TEXTO FUENTE ->
+++
Sociedad | Hermanos
Desde que fue elegido Papa en 2013, Jorge Bergoglio nunca volvió a Argentina. Murió lejos de su tierra, pero con el recuerdo vivo de su hermana menor, a quien no volvió a ver, aunque la sintió cerca hasta el último suspiro.
La historia del Papa Francisco y su hermana menor, María Elena Bergoglio, está tejida con hilos de ternura, dolor y resignación. Una de esas historias íntimas que se mantienen en un segundo plano frente al estruendo de lo político y lo religioso, pero que hablan del hombre detrás del pontífice. Del hermano detrás del Papa.
Jorge Mario Bergoglio murió a los 88 años sin volver a pisar suelo argentino. Desde su elección como Papa en marzo de 2013, su ausencia en el país fue foco de críticas, especulaciones y desconcierto. Pero para su hermana, María Elena, esa ausencia fue otra cosa: un vacío emocional, una herida que nunca cicatrizó.
“Hablábamos una vez por semana, nos mandábamos cartas. Hasta hace poco, cuando nos veíamos, él cocinaba. Le encantaban sus calamares rellenos y el risotto de hongos que aprendió de nuestra abuela italiana”, contaba María Elena en 2013, meses después de que su hermano se convirtiera en líder espiritual de más de mil millones de personas.
Jorge y María Elena se llevaban once años, pero el lazo entre ellos era indestructible. No importaban los kilómetros ni los protocolos del Vaticano. Sin embargo, ese abrazo postergado desde 2013 nunca se concretó. Ella, separada, con dos hijos y una salud frágil, vivía bajo el cuidado de monjas en las afueras de Buenos Aires. Los médicos le recomendaron no viajar. La emoción podía ser demasiado.
Y él, en Roma, no volvió jamás.
+++
REGISTROS DE DATOS ->
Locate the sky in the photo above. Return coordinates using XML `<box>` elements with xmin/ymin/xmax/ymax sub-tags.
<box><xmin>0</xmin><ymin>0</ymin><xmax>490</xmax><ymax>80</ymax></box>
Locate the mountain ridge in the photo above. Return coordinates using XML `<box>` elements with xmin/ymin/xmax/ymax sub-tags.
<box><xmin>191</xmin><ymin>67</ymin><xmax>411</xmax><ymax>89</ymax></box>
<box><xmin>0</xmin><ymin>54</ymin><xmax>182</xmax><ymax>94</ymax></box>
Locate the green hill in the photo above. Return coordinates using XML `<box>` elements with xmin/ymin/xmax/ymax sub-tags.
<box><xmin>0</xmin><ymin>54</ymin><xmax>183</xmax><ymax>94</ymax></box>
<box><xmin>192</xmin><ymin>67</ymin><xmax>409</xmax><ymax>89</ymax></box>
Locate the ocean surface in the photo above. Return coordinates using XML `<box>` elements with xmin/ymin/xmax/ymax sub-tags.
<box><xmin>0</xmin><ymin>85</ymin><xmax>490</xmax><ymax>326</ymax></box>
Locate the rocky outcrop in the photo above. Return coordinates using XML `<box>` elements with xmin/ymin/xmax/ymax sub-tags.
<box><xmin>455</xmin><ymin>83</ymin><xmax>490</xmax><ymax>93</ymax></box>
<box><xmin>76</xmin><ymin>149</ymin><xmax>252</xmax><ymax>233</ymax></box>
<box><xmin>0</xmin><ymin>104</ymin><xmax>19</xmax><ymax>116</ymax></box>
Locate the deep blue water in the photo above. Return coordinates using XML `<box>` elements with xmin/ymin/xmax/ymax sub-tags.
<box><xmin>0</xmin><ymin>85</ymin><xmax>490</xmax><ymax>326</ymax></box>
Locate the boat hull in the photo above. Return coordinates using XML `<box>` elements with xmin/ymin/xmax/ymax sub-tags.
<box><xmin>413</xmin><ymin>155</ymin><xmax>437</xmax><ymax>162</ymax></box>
+++
CONSIGNA -> Reescribe el fragmento del texto fuente que empieza con las palabras "Jorge y María" y termina con "podía ser demasiado.", cambiando "monjas" por "religiosas". El listado procede de una fuente distinta a la del texto fuente.

RESPUESTA REDACTADA ->
Jorge y María Elena se llevaban once años, pero el lazo entre ellos era indestructible. No importaban los kilómetros ni los protocolos del Vaticano. Sin embargo, ese abrazo postergado desde 2013 nunca se concretó. Ella, separada, con dos hijos y una salud frágil, vivía bajo el cuidado de religiosas en las afueras de Buenos Aires. Los médicos le recomendaron no viajar. La emoción podía ser demasiado.